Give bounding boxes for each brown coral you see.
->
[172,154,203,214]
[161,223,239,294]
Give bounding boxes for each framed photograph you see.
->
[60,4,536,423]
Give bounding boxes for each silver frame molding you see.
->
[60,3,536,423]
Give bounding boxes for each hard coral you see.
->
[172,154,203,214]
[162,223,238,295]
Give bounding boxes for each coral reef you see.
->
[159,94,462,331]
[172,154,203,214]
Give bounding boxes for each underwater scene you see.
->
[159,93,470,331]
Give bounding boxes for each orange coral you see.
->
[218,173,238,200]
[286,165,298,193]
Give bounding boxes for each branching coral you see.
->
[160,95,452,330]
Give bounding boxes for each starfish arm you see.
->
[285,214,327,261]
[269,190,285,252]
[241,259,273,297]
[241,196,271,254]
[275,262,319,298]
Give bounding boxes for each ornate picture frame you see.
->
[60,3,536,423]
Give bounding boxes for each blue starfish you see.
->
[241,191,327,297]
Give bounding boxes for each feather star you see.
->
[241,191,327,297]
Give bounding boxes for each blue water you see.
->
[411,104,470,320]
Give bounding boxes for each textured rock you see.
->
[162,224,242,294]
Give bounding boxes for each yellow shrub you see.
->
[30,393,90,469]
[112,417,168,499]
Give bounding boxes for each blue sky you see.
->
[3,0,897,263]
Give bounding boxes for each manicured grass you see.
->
++++++++
• [PROBLEM DESCRIPTION] Rewrite the rows above, substituting "sea star" for every occurrence of "starfish" and leaving everything else unchanged.

• [EXERCISE RESPONSE]
Give bounding boxes for each brown coral you see.
->
[172,154,203,214]
[161,223,239,294]
Give bounding boxes for each framed photograph you see.
->
[60,4,536,423]
Give bounding boxes for each silver frame molding you see.
->
[60,3,536,423]
Give bounding boxes for each hard coral you see.
->
[172,154,203,214]
[162,223,238,295]
Give bounding boxes for each coral reef you see.
->
[159,94,462,331]
[172,154,203,214]
Give bounding boxes for each underwater scene you see.
->
[159,93,470,331]
Give bounding boxes for each orange coral you see.
->
[218,173,238,200]
[286,165,298,193]
Give bounding boxes for each branching coral you see.
->
[160,95,452,330]
Give bounding boxes for each sea star arm you see.
->
[285,214,327,261]
[269,190,285,252]
[241,259,273,297]
[241,196,271,254]
[275,262,319,298]
Give bounding boxes for each ornate picture frame you see.
->
[60,3,536,423]
Give bounding boxes for each blue sea star you see.
->
[241,191,327,297]
Give bounding boxes for each feather star you see.
->
[241,191,327,297]
Give bounding boxes for each blue water you see.
->
[411,104,470,320]
Give bounding boxes for each textured rock you see.
->
[162,224,242,294]
Give bounding boxes for each yellow shrub you see.
->
[30,393,90,469]
[112,417,168,499]
Give bounding boxes for each blue sky you see.
->
[3,0,897,263]
Give bounding boxes for each manicured grass you see.
->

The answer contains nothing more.